* _What to produce_: What is needed here is an exact reprint of every record below.

──────

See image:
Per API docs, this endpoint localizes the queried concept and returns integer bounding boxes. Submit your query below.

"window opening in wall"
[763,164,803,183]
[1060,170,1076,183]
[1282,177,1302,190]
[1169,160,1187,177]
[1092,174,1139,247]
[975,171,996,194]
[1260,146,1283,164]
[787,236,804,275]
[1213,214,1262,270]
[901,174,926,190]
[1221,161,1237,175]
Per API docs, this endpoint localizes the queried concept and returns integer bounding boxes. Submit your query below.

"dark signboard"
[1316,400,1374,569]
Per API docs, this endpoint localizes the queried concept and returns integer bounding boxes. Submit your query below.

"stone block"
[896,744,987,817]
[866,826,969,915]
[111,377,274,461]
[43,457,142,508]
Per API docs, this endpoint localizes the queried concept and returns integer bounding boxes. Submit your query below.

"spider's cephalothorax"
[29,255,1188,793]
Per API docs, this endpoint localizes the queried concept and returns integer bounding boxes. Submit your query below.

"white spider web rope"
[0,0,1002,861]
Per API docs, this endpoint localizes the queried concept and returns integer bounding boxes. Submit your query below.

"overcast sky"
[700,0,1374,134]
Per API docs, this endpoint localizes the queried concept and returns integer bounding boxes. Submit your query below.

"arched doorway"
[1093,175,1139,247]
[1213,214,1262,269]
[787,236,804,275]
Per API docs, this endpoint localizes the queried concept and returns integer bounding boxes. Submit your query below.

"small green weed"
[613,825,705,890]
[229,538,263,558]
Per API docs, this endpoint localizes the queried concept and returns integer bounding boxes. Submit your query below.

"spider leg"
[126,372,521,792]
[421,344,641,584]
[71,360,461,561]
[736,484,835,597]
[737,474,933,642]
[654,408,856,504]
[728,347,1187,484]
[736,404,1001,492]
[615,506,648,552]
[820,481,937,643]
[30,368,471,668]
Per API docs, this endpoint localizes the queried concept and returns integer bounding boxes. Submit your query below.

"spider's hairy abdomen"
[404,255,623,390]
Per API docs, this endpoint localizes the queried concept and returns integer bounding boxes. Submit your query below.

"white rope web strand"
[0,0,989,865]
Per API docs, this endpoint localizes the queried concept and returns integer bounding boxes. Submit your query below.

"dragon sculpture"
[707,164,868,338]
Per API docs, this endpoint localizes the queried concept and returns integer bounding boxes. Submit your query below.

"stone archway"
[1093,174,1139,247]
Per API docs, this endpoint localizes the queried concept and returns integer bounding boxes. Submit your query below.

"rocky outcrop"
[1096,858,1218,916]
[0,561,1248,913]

──────

* _Task result_:
See image:
Per API docs, this endpoint localizes the queried concept and returns integer bounding boxes. Submit your query below.

"window opening in wall"
[763,164,803,183]
[1060,170,1076,183]
[1282,177,1302,190]
[1169,160,1187,177]
[1092,174,1139,247]
[975,171,996,194]
[1260,146,1283,164]
[787,236,804,275]
[1213,214,1262,270]
[901,174,926,190]
[1221,161,1237,175]
Per API docs, this endpoint localizes the queried concept and returns integer bounding boxes. Submit your query below.

"dark signboard"
[1316,400,1374,569]
Per API docs, this endpoint localizes the queried concept and returns integer bounding boxes. Submit your query below.

"stone block"
[896,744,987,817]
[866,826,969,915]
[111,377,274,461]
[43,457,142,508]
Per API docs, this endpoint localizes the queried concept and returns integer bounding boxes. Submit your query below.

"spider's cephalothorax"
[29,255,1188,793]
Per API docs, this endpoint localizes the queried concept and returns integer bounding boxes. Submit your query below.

"white spider web rope"
[0,0,1002,861]
Per API docs, this endpoint localizes the queried concept and returns integer bounding boxes. Submit your query below.

"overcast sky"
[700,0,1374,134]
Per API docs, this endpoint localizes the queried concept and returns integer bounding boxes. Submit your query below.

"arched doorway"
[1093,175,1139,247]
[1213,214,1262,269]
[787,236,804,275]
Per API docs, this endpoint localizes the queried concept and returns integer bounding boxes. Submit your query below.

"small green weed"
[613,825,705,890]
[229,538,263,558]
Per API docs, this endpoint localizes the queried concept and returns integer bounding boxes. Submit your query below.

"spider leg"
[126,372,521,792]
[421,344,641,584]
[71,360,461,561]
[736,484,835,597]
[737,474,933,642]
[654,408,856,504]
[728,347,1187,484]
[736,404,1001,492]
[615,506,648,552]
[820,481,937,643]
[30,368,471,668]
Per API docs, this endpoint localizes the queried concept and returns integer bounding boxes. Submit your query below.

"spider's hairy abdomen"
[404,255,623,390]
Per API docs, this endpoint localizes the queried concept and returns integer bounding boxes. Submit your query below.

"white rope web strand"
[0,0,989,865]
Per API docs, this endpoint localizes the queried concept and returns integer bounding boxes. Submit your query below.

"dragon sculpture"
[707,164,868,338]
Per API docs, this endpoint localizes the queried concept and returns integer bounding boxes. Submit your query below.

"stone archway"
[1093,174,1139,247]
Per API docs, this endpoint localizes the queried concept and returns integer bounding boxes. Submit your query below.

"rocky outcrop"
[1096,858,1218,916]
[0,561,1248,913]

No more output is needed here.